Bounding box annotation entries:
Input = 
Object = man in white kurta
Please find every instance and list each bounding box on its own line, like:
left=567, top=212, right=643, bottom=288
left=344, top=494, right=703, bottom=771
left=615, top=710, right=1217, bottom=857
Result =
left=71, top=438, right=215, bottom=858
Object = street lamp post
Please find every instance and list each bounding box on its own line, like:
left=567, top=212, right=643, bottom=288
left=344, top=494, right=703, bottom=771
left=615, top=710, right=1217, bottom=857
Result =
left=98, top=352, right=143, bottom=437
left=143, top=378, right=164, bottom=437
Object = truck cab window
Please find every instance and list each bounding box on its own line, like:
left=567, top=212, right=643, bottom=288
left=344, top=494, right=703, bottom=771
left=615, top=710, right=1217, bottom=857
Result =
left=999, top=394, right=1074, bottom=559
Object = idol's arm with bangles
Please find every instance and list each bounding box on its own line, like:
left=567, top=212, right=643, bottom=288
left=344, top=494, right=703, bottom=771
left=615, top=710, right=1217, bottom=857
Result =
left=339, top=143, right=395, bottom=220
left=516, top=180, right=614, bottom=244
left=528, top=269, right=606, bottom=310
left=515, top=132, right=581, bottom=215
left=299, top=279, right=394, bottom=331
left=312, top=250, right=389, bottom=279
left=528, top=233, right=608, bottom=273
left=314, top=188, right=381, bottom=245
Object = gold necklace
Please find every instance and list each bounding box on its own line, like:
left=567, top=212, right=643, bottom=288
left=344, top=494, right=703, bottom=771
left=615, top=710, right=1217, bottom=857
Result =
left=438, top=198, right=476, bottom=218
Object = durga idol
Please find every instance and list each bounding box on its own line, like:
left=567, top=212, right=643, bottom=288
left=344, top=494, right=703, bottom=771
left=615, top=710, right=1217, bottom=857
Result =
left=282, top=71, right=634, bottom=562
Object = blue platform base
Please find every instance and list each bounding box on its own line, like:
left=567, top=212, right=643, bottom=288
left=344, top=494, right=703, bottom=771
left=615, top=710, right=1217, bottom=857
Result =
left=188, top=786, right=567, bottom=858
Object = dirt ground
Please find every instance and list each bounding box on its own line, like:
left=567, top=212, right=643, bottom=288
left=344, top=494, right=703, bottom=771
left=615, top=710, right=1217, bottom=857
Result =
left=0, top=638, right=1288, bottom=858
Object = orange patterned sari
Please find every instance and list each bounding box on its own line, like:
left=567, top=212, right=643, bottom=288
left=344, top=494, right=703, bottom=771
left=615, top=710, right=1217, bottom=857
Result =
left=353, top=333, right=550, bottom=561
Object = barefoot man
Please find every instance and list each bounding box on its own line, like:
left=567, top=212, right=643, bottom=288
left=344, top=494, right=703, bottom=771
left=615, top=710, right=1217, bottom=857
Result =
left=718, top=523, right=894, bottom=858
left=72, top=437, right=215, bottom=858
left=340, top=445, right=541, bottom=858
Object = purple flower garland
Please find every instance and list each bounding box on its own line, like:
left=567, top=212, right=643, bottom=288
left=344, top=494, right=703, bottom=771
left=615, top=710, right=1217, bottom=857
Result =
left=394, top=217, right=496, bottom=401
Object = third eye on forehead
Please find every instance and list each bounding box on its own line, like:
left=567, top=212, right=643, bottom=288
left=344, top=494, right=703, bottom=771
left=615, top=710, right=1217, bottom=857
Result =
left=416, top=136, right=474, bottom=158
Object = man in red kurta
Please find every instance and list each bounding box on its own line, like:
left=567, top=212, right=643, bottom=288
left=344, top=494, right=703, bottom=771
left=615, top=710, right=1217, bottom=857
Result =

WHAT THE TASK ASKS:
Reproduce the material above verbatim, copying every line in its original order with no changes.

WRITTEN SOLUTION:
Input = 
Object = man in white kurta
Please find every instance and list each bounding box on its own line, like:
left=567, top=212, right=643, bottom=288
left=344, top=494, right=703, bottom=771
left=615, top=710, right=1217, bottom=857
Result =
left=71, top=438, right=215, bottom=858
Object = street lamp post
Please find every instance and list each bounding box on its own line, like:
left=567, top=212, right=643, bottom=288
left=344, top=494, right=703, bottom=771
left=615, top=710, right=1217, bottom=857
Result =
left=98, top=352, right=143, bottom=437
left=143, top=378, right=164, bottom=437
Object = truck cab window
Please find every instance and list each bounding box on its own line, like:
left=567, top=212, right=643, bottom=288
left=344, top=494, right=703, bottom=771
left=615, top=710, right=1217, bottom=857
Result =
left=999, top=394, right=1074, bottom=559
Object = idol's arm with bangles
Please find every instance and list each bounding box on its own line, like:
left=567, top=212, right=643, bottom=288
left=344, top=494, right=703, bottom=771
left=615, top=710, right=1217, bottom=857
Result =
left=339, top=143, right=395, bottom=220
left=516, top=180, right=614, bottom=244
left=528, top=269, right=606, bottom=310
left=515, top=132, right=581, bottom=215
left=299, top=279, right=394, bottom=331
left=312, top=250, right=389, bottom=279
left=528, top=233, right=608, bottom=273
left=314, top=188, right=381, bottom=245
Object = gold necklace
Please find every instance and list each bounding box on its own line, like:
left=567, top=212, right=643, bottom=288
left=344, top=494, right=703, bottom=771
left=615, top=710, right=1217, bottom=857
Result =
left=438, top=198, right=476, bottom=218
Object = durga idol
Please find every instance and list each bounding box on its own line, like:
left=567, top=212, right=643, bottom=288
left=344, top=494, right=703, bottom=771
left=615, top=710, right=1217, bottom=857
Result =
left=282, top=71, right=634, bottom=562
Object = blue platform base
Please find every instance and list each bounding box on its own line, like:
left=567, top=212, right=643, bottom=288
left=344, top=494, right=703, bottom=771
left=615, top=710, right=1217, bottom=857
Result =
left=188, top=786, right=567, bottom=858
Object = dirt ground
Please find every instance and list each bounding box on its own line, like:
left=567, top=212, right=643, bottom=288
left=344, top=494, right=703, bottom=771
left=615, top=710, right=1217, bottom=857
Result =
left=0, top=638, right=1288, bottom=858
Object = orange patterned sari
Please find every instance and list each bounding box on its own line, like:
left=567, top=212, right=643, bottom=288
left=344, top=494, right=703, bottom=771
left=615, top=710, right=1217, bottom=857
Result =
left=353, top=333, right=550, bottom=561
Object = barefoot man
Please find every instance and list each bounding box on its own line, like:
left=567, top=212, right=643, bottom=288
left=344, top=494, right=703, bottom=771
left=615, top=710, right=1217, bottom=857
Result =
left=718, top=523, right=894, bottom=858
left=72, top=437, right=215, bottom=858
left=340, top=445, right=541, bottom=858
Object = purple flower garland
Please find every instance and list each bounding box on its own line, like:
left=567, top=212, right=643, bottom=288
left=344, top=494, right=703, bottom=771
left=615, top=710, right=1217, bottom=857
Result =
left=394, top=217, right=496, bottom=401
Object = third eye on forehead
Please find every instance and list each bounding box on its own line, like:
left=567, top=212, right=643, bottom=288
left=344, top=494, right=703, bottom=771
left=615, top=710, right=1217, bottom=857
Result =
left=416, top=136, right=474, bottom=158
Object = man in red kurta
Please find every instance and list each bounding box on its own line, like:
left=567, top=212, right=643, bottom=288
left=344, top=494, right=703, bottom=771
left=615, top=710, right=1217, bottom=857
Result =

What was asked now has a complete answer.